** START OF RECORDS TO PROCESS **

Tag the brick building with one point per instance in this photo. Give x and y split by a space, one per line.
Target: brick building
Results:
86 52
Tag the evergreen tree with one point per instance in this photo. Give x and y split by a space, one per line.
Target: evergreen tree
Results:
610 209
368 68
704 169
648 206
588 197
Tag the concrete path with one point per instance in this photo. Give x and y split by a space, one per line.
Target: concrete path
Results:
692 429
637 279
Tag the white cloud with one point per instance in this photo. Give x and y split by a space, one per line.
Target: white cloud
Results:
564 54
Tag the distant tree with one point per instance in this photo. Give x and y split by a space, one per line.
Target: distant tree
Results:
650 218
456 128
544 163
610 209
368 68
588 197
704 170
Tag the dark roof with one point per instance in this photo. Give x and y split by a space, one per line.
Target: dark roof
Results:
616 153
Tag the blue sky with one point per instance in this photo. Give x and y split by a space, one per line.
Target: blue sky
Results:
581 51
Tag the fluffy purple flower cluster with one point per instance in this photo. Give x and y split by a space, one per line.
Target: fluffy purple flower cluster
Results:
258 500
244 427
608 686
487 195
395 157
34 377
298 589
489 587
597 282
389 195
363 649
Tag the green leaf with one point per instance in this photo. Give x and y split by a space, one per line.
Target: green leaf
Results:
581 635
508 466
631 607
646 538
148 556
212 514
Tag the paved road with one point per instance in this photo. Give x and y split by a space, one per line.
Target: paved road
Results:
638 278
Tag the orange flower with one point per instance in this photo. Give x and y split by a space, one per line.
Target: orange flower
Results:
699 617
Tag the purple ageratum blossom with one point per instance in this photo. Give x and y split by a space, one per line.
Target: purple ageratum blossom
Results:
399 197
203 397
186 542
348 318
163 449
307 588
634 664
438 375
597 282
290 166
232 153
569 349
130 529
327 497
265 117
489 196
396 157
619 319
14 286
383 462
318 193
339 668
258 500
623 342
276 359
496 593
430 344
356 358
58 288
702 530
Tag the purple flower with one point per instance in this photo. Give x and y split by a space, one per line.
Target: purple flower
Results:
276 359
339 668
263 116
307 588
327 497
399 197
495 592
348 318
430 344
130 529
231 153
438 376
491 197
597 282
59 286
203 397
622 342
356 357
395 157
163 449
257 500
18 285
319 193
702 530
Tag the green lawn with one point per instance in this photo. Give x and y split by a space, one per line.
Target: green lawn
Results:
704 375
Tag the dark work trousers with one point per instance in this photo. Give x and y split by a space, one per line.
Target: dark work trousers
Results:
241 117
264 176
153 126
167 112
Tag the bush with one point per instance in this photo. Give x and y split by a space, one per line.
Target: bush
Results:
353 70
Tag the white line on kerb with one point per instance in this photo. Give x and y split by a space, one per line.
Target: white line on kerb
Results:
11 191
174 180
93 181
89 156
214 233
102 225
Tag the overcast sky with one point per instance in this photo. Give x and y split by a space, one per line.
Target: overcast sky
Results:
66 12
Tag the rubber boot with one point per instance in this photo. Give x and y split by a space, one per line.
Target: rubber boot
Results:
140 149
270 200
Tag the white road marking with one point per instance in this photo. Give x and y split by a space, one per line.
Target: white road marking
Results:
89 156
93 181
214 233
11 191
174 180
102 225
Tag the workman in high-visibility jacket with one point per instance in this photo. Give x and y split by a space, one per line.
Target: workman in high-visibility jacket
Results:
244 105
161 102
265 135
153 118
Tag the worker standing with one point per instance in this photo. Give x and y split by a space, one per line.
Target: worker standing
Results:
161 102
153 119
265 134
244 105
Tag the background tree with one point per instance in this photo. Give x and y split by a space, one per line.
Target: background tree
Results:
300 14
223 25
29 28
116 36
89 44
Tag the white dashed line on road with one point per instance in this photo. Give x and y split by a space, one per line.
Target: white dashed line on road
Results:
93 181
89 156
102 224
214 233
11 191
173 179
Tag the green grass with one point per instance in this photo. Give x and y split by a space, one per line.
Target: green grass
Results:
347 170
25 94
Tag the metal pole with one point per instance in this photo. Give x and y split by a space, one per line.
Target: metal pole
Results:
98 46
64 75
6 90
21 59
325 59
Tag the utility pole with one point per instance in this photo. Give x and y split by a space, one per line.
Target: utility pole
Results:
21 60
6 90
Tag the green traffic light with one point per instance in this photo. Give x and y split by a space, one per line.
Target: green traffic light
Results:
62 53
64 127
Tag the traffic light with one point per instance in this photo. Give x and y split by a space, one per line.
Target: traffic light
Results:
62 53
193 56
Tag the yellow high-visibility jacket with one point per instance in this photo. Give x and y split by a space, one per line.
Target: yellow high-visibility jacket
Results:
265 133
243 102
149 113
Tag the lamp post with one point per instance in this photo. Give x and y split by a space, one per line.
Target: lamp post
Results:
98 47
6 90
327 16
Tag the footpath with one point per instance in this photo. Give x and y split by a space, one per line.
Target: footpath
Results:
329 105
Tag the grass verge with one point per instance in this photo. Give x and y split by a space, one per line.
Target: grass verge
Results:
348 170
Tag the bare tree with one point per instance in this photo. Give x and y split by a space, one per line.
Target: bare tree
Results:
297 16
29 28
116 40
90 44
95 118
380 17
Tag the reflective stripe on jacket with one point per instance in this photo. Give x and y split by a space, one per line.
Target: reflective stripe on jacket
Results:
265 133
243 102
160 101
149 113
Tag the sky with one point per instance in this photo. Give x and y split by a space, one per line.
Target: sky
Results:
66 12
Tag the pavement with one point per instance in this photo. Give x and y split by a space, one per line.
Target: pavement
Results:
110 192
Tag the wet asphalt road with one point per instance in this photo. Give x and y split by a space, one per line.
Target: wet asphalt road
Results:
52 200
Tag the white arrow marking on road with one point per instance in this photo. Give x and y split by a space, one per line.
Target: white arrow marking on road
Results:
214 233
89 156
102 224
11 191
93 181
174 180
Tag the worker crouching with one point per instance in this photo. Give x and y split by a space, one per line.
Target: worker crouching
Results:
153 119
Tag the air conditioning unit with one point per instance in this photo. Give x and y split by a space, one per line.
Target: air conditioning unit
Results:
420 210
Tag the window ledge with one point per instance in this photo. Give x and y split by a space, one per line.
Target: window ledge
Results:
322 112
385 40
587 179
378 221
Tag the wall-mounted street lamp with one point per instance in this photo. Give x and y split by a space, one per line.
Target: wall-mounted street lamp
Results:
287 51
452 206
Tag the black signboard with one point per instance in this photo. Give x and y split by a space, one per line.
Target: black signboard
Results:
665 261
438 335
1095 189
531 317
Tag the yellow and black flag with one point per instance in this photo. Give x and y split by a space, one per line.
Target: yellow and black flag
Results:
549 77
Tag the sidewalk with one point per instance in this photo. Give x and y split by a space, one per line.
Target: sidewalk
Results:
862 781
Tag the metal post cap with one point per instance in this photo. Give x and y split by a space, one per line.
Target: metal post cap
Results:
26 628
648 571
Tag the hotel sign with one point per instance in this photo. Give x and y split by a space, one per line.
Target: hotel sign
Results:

** END OF RECORDS TO PROCESS **

• PROBLEM REQUIREMENTS:
Copy out the material above in its entirety. Every detail must match.

• WORKED SOLUTION:
Tag the brick building with one point per instance in this photo. Give x and y split by a space, one per line.
Target: brick building
Results:
86 52
Tag the evergreen tree with one point per instance in this photo. Give x and y split by a space, one per line.
Target: evergreen tree
Results:
610 209
368 68
704 169
648 206
588 197
Tag the concrete path with one point per instance in this photo. Give x and y split by a space, one per line.
Target: concrete path
Results:
692 429
637 279
Tag the white cloud with one point per instance in this photo. Give x and y split by a space, one per line.
Target: white cloud
Results:
564 54
Tag the distant tree with one point per instance in this photo. Give x and y split by a space, one per line.
Target: distant tree
Results:
650 218
456 128
544 163
610 209
368 68
588 197
704 170
Tag the dark roof with one point per instance in this photo. Give x and y split by a space, one per line.
Target: dark roof
Results:
616 153
Tag the blue sky with one point per instance in this photo. Give x and y split by a space, one per line.
Target: blue sky
Results:
581 51
Tag the fluffy purple flower cluster with one point per instance in this photo. Give x and y split by a space, one per line.
Target: fluffy purple flower cluster
Results:
258 500
244 427
608 686
487 195
395 157
34 377
298 589
489 587
597 282
389 195
363 649
Tag the green leaf with one point per instance in this photo. Give x and y split by a space, one per line.
Target: green leaf
Results:
581 635
508 466
631 607
646 538
148 556
212 514
Tag the paved road with one point per instance in this photo. Give x and y split by a space, one per line.
Target: paved road
Results:
638 278
Tag the orange flower with one point per instance in this photo. Give x and y split by a space, one per line.
Target: orange flower
Results:
699 617
Tag the purple ageratum blossom with one point per instance in this photo. Give x and y split by a space, one per line.
Target: purple ageratum blossom
Results:
399 197
203 397
186 542
348 318
163 449
307 588
634 664
438 375
597 282
290 166
232 153
569 349
130 529
327 497
265 117
489 196
396 157
619 319
14 286
383 462
318 193
339 668
258 500
623 342
276 359
496 593
430 344
356 358
58 288
702 530
Tag the purple flower with one point per instance in this photo. Give x and y split by a space, one per line.
Target: purple flower
Results:
276 359
339 668
263 116
307 588
327 497
399 197
495 592
348 318
430 344
130 529
231 153
438 376
491 197
597 282
59 286
203 397
622 342
356 357
395 157
163 449
257 500
18 285
319 193
702 530
Tag the green lawn with one point per instance in this photo. Give x and y split by a space, one per line.
Target: green lawn
Results:
704 375
Tag the dark work trousers with one point per instance in this photo. Give x and y split by a space, one per line.
Target: dark work trousers
Results:
241 117
264 176
153 126
167 112
Tag the bush with one point per instance in this photo. Give x and y split by a space, one per line.
Target: bush
Results:
353 70
Tag the white line on kerb with one point per instance in this photo. Give x and y split by a space, one per line.
Target: white line on kerb
Results:
11 191
174 180
93 181
89 156
214 233
102 225
Tag the overcast sky with one point per instance in this photo. Give x and y split by a space, one per line.
Target: overcast sky
Results:
66 12
Tag the rubber boot with one point per instance in this photo. Give x and y split by a space, one per line.
Target: rubber boot
Results:
140 149
270 200
Tag the white road marking with one point per instance in this photo. Give x and y split by a space, one per line.
Target: white road marking
Results:
89 156
93 181
214 233
11 191
174 180
102 225
Tag the workman in high-visibility jacket with one point per instance in this photo. Give x and y split by a space, one per line.
Target: workman in high-visibility jacket
Results:
244 105
161 102
265 135
153 118
Tag the worker standing with one point per instance in this photo. Give x and y split by a space, one per line.
Target: worker standing
Results:
161 102
153 119
265 134
244 105
Tag the background tree with one point per instance in this photo. Give x and y split by a space, one per line.
Target: background tree
Results:
300 14
223 25
29 28
116 36
89 44
Tag the white dashed line on road with one point per instance in this photo. Give x and y split by a space, one per line.
Target: white dashed line on road
Results:
93 181
89 156
102 224
214 233
11 191
173 179
Tag the green grass with one point per instance in this photo. Give x and y split by a space, one per line.
Target: green grass
Results:
347 170
25 94
Tag the metal pole with one point per instance in this photo. Give x and y split by a space, one per line.
Target: metal pole
Results:
98 46
64 75
6 90
21 59
325 59
Tag the utility pole with one point per instance in this photo. Give x and y split by a space, one per line.
Target: utility pole
Results:
21 60
6 90
Tag the green traffic light with one point per instance in this photo. Give x and y split by a space, one per line.
Target: green traffic light
Results:
62 53
64 127
Tag the traffic light with one point per instance in this photo. Give x and y split by a space, one per line.
Target: traffic light
Results:
62 53
193 56
Tag the yellow high-visibility jacket with one point per instance in this photo. Give x and y split by a space, one per line.
Target: yellow high-visibility jacket
Results:
265 133
243 102
149 113
Tag the lamp post with one point per instance in this photo. Give x and y split by a space, one per line.
Target: lamp post
Results:
98 47
6 90
327 16
Tag the footpath with one point per instance in this photo. Give x and y split by a space, one per line.
Target: footpath
Results:
329 105
Tag the grass verge with one point per instance in this photo. Give x and y split by a space, one per line.
Target: grass verge
Results:
348 170
Tag the bare tree with one point per instance in this photo. Give x and y split by a space, one per line.
Target: bare tree
Results:
297 16
29 28
116 40
90 44
95 118
380 17
Tag the reflective stripe on jacket with one point per instance in this photo. Give x and y split by a space, one per line.
Target: reflective stripe on jacket
Results:
265 133
243 102
160 101
149 113
Tag the sky with one point per instance in this photo. Give x and y split by a space, one per line.
Target: sky
Results:
66 12
Tag the pavement with one point per instance in this photo. Give x and y split by a space, one per line.
Target: pavement
Results:
110 192
Tag the wet asphalt road with one point per instance in this photo. Give x and y split by a space, one per line.
Target: wet asphalt road
Results:
52 200
Tag the white arrow marking on road with one point per instance in this photo. Give x and y split by a space, one per line.
Target: white arrow marking on road
Results:
214 233
89 156
102 224
11 191
93 181
174 180
Tag the worker crouching with one point per instance in this photo. Give x and y split by a space, one per line.
Target: worker crouching
Results:
153 119
Tag the air conditioning unit with one point per instance in this photo. Give x and y split by a space, one per line.
Target: air conditioning unit
Results:
420 210
Tag the window ledge with one point per instance in this photo. Give x and y split by a space, one per line.
Target: window ledge
Results:
322 112
385 40
587 179
378 221
Tag the wall-mounted street lamp with one point per instance in this photo. Give x and y split by a space, one per line.
Target: wall-mounted street lamp
Results:
287 51
452 206
Tag the black signboard with one point per instance in this photo. Give x and y split by a space, one per line.
Target: black signboard
Results:
665 261
438 335
1095 189
531 317
Tag the yellow and black flag with one point per instance in this photo. Give x and y split by a space, one per line.
Target: yellow and black flag
Results:
549 77
Tag the sidewalk with one point per instance in this photo. Give x and y split by a space, one per line.
Target: sidewalk
Results:
862 781
Tag the metal post cap with one point per instance in this photo. Give x and y split by a space, one per line.
Target: metal post cap
Results:
26 628
648 571
Tag the hotel sign with one point per instance in this photo. Give x and y split by a space, one per line.
Target: hotel sign
Results:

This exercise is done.